> **EXERCISE BRIEF**:
Please reproduce the passage in the fish consumption article below between "Giant UN report" and "every two years.", inclusive.

> **DOCUMENT PASSAGE**:

* begin *

Giant UN report also reveals sustainability problem for wild-caught fish.

The world is eating more fish now than ever — with farmed, rather than wild-caught, animals driving the increase in recent decades. These revelations emerge from a huge trawl of data that the Food and Agriculture Organization (FAO) of the United Nations releases every two years.

The ‘State of World Fisheries and Aquaculture’ (SOFIA) report, released on 7 July, shows an increase in fish production and consumption, largely driven by farmed fish.

The report also says that 2014 was the first year in which more fish for consumption came from farming than were captured from the wild. In that year, people ate an average of 20.1 kilograms of fish, up from an average of 9.9 kg in the 1960s.

Harvests of farmed shrimp, molluscs and seaweed have also grown markedly over the decades.

Manuel Barange, director of the Fisheries and Aquaculture Policy and Resources Division at the FAO notes that 50% of aquaculture now uses species that do not need to be actively fed. The ‘fishmeal’ often used for feeding in aquaculture is made mostly of wild-caught animals, a wasteful and inefficient practice.

Yet the overall picture is not rosy for wild fish. “The state of the world’s marine fish stocks has not improved overall, despite notable progress in some areas,” the SOFIA report notes.

* end *

> **PROVIDED DATA**:

* begin *

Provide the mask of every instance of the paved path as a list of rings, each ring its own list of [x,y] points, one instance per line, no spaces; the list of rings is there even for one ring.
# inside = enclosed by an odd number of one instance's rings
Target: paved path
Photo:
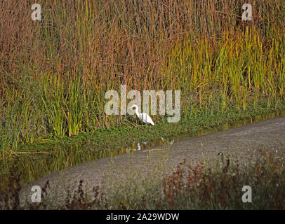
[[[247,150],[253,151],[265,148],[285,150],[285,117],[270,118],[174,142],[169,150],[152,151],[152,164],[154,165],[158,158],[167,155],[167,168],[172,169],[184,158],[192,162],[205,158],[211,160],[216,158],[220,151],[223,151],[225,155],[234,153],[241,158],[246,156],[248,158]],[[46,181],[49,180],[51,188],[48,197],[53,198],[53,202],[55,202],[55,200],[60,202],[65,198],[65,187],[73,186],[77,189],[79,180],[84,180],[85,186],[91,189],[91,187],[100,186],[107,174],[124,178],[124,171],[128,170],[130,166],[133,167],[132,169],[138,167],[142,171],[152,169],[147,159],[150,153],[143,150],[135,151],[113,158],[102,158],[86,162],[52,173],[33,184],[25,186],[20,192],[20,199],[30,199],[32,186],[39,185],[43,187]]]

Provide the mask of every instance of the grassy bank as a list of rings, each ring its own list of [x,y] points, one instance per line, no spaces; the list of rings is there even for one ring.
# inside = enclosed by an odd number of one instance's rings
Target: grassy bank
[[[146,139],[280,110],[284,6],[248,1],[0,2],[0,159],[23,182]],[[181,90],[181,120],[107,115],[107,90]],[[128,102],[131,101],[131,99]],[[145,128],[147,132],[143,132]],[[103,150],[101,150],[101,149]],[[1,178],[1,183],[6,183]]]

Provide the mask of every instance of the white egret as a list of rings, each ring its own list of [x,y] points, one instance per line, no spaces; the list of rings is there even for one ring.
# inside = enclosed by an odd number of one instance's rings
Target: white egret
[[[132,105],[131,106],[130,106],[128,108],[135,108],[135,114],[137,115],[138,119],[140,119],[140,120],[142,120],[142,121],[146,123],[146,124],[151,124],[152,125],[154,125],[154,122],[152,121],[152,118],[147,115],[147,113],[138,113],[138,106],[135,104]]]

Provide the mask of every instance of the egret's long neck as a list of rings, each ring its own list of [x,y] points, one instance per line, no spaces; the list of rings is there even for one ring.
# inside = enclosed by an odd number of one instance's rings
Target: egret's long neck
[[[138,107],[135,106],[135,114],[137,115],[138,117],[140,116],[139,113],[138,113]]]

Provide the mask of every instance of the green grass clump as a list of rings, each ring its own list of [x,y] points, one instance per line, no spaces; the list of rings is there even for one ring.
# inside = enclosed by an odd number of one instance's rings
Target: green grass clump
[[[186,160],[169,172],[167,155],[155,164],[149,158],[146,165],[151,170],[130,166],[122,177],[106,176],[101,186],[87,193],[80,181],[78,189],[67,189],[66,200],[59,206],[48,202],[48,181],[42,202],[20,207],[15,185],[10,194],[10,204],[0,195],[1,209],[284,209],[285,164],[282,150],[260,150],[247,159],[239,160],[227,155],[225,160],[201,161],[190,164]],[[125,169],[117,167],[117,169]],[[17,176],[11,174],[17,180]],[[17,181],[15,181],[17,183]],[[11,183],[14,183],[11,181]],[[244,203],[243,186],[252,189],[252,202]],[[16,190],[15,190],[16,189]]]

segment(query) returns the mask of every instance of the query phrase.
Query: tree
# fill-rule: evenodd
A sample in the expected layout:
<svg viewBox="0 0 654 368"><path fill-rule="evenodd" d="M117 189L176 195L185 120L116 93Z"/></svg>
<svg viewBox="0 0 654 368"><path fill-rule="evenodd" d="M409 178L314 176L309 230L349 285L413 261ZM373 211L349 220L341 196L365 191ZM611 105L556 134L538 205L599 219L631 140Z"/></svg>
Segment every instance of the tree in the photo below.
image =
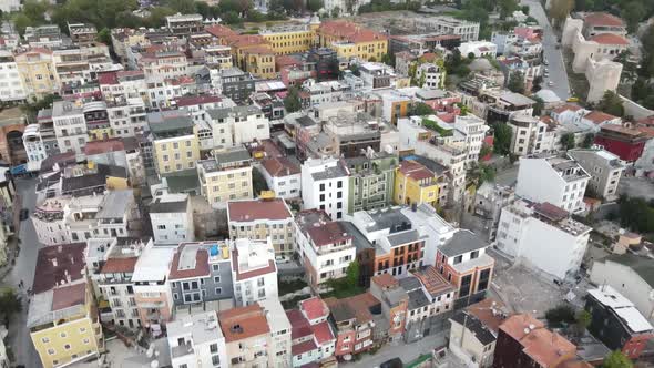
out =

* end *

> **RESPONSE FOR THIS EXERCISE**:
Giant UN report also reveals sustainability problem for wild-caught fish.

The world is eating more fish now than ever — with farmed, rather than wild-caught, animals driving the increase in recent decades. These revelations emerge from a huge trawl of data that the Food and Agriculture Organization (FAO) of the United Nations releases every two years.